◆ Travail à faire
Relevez toutes les personnes désignées par le titre « Mgr » dans le texte ci-dessous sur l'ordination à Écône.

◆ Texte source
%%

Après l'ordination controversée de huit prêtres et dix diacres en Suisse lundi, le supérieur de la Fraternité Saint Pie X, Mgr Fellay, a confirmé que les discussions doctrinales avec Rome commenceront à l'automne.
Lente cérémonie. En Suisse, on prend son temps et à Écône, encore plus. L'ordination de huit prêtres et dix diacres, lundi matin, conférée par le supérieur de la Fraternité Saint Pie X, Mgr Bernard Fellay, a duré quatre heures et demie.
Dans le chœur établi sous une vaste tente blanche, posée en contrebas du séminaire où repose Mgr Marcel Lefebvre, il y avait un absent de taille, Mgr Richard Williamson. Il fut l'un des quatre évêques consacrés par Mgr Lefebvre en 1988, mais il a été mis au ban à la suite de ses déclarations négationnistes sur la Shoah.

%%

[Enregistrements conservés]
%%

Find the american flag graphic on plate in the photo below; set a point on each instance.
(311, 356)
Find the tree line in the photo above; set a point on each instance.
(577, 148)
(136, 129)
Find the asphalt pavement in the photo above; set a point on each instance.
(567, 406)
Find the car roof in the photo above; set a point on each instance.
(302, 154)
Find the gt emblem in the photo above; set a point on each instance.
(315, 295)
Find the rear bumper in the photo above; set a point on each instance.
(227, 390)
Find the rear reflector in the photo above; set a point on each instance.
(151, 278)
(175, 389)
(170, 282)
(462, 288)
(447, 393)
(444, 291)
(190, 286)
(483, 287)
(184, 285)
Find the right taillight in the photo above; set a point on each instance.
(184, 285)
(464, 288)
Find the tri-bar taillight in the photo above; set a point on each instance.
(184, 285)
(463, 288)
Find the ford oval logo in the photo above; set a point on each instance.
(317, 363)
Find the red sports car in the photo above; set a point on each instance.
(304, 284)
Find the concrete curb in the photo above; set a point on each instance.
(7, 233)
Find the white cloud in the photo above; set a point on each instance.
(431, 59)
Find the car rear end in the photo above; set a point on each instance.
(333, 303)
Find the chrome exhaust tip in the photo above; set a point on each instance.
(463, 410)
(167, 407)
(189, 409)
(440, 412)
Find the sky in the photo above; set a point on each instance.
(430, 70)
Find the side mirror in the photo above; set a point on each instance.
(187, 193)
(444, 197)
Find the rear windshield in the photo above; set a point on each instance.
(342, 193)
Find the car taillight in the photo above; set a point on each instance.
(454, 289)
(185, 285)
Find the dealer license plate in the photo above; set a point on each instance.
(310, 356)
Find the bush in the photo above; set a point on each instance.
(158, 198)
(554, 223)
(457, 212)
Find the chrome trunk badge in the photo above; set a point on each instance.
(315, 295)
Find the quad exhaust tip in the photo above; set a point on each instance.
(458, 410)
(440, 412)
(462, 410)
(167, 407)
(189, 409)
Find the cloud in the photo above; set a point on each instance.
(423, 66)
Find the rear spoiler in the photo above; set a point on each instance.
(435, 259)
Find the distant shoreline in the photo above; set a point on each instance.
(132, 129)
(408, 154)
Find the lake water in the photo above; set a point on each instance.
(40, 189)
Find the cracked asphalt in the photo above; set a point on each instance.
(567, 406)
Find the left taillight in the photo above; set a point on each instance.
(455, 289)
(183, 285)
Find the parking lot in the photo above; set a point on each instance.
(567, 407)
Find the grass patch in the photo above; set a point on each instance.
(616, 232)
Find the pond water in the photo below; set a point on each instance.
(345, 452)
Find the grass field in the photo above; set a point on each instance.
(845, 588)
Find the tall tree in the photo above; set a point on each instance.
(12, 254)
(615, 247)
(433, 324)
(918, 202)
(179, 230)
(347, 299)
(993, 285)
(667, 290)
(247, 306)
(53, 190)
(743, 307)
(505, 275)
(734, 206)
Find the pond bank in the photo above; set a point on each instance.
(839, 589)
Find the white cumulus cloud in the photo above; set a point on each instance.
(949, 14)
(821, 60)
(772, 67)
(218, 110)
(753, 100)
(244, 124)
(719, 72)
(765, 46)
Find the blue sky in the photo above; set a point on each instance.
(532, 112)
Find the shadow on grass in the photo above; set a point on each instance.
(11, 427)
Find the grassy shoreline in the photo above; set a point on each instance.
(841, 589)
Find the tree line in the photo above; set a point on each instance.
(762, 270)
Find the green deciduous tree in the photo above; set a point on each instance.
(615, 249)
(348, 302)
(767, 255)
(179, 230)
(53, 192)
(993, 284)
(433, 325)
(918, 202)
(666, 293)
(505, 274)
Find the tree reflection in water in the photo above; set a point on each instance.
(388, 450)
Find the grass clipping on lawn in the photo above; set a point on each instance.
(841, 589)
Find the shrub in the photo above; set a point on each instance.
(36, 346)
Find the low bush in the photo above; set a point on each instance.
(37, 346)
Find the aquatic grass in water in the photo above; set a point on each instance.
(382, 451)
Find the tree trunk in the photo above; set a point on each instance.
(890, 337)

%%

◆ Réponse
Mgr Bernard Fellay, Mgr Marcel Lefebvre, Mgr Richard Williamson